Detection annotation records
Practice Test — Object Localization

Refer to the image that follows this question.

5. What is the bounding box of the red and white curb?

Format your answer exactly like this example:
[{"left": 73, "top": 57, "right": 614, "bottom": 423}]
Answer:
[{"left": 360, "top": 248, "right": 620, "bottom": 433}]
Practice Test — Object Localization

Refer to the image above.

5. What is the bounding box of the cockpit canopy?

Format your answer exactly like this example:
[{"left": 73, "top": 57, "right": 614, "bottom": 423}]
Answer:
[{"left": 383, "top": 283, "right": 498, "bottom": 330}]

Directions for this task => Transcribe the whole listing with nothing added or left out.

Final answer =>
Practice Test — Object Localization

Refer to the image that follows this question.

5. What is the bounding box of the red and white curb?

Format your answer exactly like this example:
[{"left": 73, "top": 57, "right": 614, "bottom": 423}]
Answer:
[{"left": 360, "top": 248, "right": 620, "bottom": 433}]
Practice Test — Object Localization

Refer to the image above.

5. What is the bounding box of the cockpit canopy?

Format your answer exactly like this example:
[{"left": 73, "top": 57, "right": 614, "bottom": 423}]
Answer:
[{"left": 383, "top": 283, "right": 498, "bottom": 330}]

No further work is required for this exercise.